Required work — Please repeat each line below exactly, with no images in the copy.

Stored data —
######
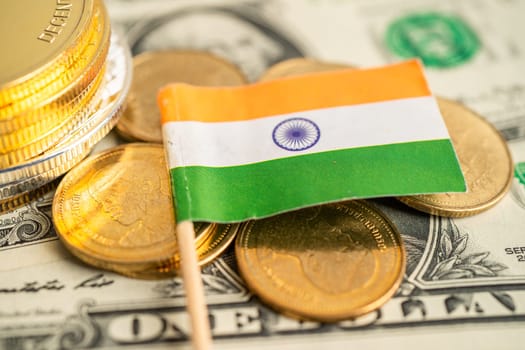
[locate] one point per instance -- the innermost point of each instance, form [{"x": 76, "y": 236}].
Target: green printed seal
[
  {"x": 518, "y": 184},
  {"x": 439, "y": 40}
]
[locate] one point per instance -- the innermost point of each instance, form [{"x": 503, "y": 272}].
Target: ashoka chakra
[{"x": 296, "y": 134}]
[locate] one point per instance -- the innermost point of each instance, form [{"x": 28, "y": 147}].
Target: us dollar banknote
[
  {"x": 464, "y": 285},
  {"x": 473, "y": 49}
]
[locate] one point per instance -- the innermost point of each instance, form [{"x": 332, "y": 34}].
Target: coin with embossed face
[
  {"x": 117, "y": 206},
  {"x": 153, "y": 70},
  {"x": 325, "y": 263},
  {"x": 299, "y": 66},
  {"x": 115, "y": 211},
  {"x": 484, "y": 158}
]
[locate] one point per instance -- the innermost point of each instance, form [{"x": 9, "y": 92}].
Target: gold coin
[
  {"x": 152, "y": 70},
  {"x": 325, "y": 263},
  {"x": 484, "y": 158},
  {"x": 28, "y": 142},
  {"x": 105, "y": 112},
  {"x": 209, "y": 246},
  {"x": 299, "y": 66},
  {"x": 43, "y": 48},
  {"x": 117, "y": 206},
  {"x": 64, "y": 90}
]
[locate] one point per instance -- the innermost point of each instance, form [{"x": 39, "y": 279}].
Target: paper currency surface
[{"x": 465, "y": 280}]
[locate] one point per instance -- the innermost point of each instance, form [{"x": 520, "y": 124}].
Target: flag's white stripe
[{"x": 245, "y": 142}]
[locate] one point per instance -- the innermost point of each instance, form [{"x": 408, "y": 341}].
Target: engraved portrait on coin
[
  {"x": 128, "y": 201},
  {"x": 241, "y": 35},
  {"x": 328, "y": 247}
]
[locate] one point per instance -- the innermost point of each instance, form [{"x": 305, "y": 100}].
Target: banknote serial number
[
  {"x": 57, "y": 22},
  {"x": 519, "y": 252}
]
######
Solution for this exercise —
[locate] one point per instance -- the innermost point of each instance, form [{"x": 76, "y": 236}].
Target: green printed seal
[
  {"x": 518, "y": 184},
  {"x": 439, "y": 40}
]
[locate] one point per instance -- the innermost point of each instance, form [{"x": 503, "y": 272}].
Target: ashoka chakra
[{"x": 296, "y": 134}]
[locate] one point per instance -- the innermost point of each instance, form [{"x": 28, "y": 147}].
Target: us dollar banknote
[
  {"x": 464, "y": 285},
  {"x": 473, "y": 49}
]
[locate] one point per instance -- the innermost point of each instance, form [{"x": 332, "y": 34}].
Target: coin with embossed face
[
  {"x": 117, "y": 206},
  {"x": 153, "y": 70},
  {"x": 325, "y": 263},
  {"x": 299, "y": 66},
  {"x": 115, "y": 211},
  {"x": 484, "y": 158}
]
[locate] one point per instance -- the innermost point of each instance, form [{"x": 9, "y": 92}].
Target: gold coin
[
  {"x": 152, "y": 70},
  {"x": 325, "y": 263},
  {"x": 484, "y": 158},
  {"x": 28, "y": 142},
  {"x": 105, "y": 112},
  {"x": 209, "y": 246},
  {"x": 299, "y": 66},
  {"x": 43, "y": 48},
  {"x": 117, "y": 206},
  {"x": 64, "y": 90}
]
[locate] one point per instance -- the innermost point of each instance, form [{"x": 39, "y": 279}].
Target: paper currency surface
[{"x": 465, "y": 280}]
[locate] one point per instance -- the innermost point of each instance, form [{"x": 520, "y": 124}].
Target: flag's white stripe
[{"x": 245, "y": 142}]
[locate] one point per instance -- the innermost point of each instance, form [{"x": 408, "y": 341}].
Target: engraved portrait on coin
[
  {"x": 128, "y": 201},
  {"x": 241, "y": 35},
  {"x": 328, "y": 247}
]
[locate] one point per instance -- the innermost point of each instance, form [{"x": 305, "y": 100}].
Target: banknote serial number
[
  {"x": 57, "y": 22},
  {"x": 519, "y": 252}
]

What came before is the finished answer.